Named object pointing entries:
(begin)

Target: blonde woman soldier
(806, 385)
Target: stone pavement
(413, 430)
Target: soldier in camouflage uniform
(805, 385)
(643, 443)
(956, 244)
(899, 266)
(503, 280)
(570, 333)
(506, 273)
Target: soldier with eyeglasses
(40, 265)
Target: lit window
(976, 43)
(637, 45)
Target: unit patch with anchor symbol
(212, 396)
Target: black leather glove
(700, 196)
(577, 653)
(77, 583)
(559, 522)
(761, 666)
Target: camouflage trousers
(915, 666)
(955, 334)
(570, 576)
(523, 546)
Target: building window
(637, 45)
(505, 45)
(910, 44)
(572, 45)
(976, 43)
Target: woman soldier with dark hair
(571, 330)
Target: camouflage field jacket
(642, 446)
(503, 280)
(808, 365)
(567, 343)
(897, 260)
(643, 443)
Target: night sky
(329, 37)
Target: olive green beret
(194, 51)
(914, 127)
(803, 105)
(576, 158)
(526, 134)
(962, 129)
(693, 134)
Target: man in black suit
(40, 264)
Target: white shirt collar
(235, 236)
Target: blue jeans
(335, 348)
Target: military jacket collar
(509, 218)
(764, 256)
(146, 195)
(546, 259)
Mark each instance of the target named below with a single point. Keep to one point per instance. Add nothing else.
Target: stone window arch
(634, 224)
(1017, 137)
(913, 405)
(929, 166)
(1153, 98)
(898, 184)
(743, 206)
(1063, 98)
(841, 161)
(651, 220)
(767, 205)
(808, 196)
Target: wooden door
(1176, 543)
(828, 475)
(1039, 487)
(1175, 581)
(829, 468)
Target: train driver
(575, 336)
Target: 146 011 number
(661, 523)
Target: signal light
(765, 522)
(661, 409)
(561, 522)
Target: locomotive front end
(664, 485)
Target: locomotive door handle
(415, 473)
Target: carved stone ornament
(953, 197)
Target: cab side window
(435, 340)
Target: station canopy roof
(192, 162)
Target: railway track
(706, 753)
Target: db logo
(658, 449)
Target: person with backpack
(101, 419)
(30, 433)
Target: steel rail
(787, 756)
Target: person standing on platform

(end)

• [EXERCISE DETAILS]:
Rewrite the lines from the one containing "Target: 146 011 number" through the last line, both included, as a numbered list with blank lines omitted.

• [ANSWER FOR THIS EXERCISE]:
1. Target: 146 011 number
2. (661, 523)
3. Target: signal light
4. (765, 522)
5. (661, 409)
6. (561, 522)
7. Target: locomotive front end
8. (664, 485)
9. Target: locomotive door handle
10. (415, 473)
11. Target: carved stone ornament
12. (953, 197)
13. Target: cab side window
14. (435, 340)
15. Target: station canopy roof
16. (192, 162)
17. Target: railway track
18. (706, 753)
19. Target: db logo
20. (658, 449)
21. Target: person with backpack
22. (101, 419)
23. (30, 433)
24. Target: steel rail
25. (787, 756)
26. Target: person standing on platform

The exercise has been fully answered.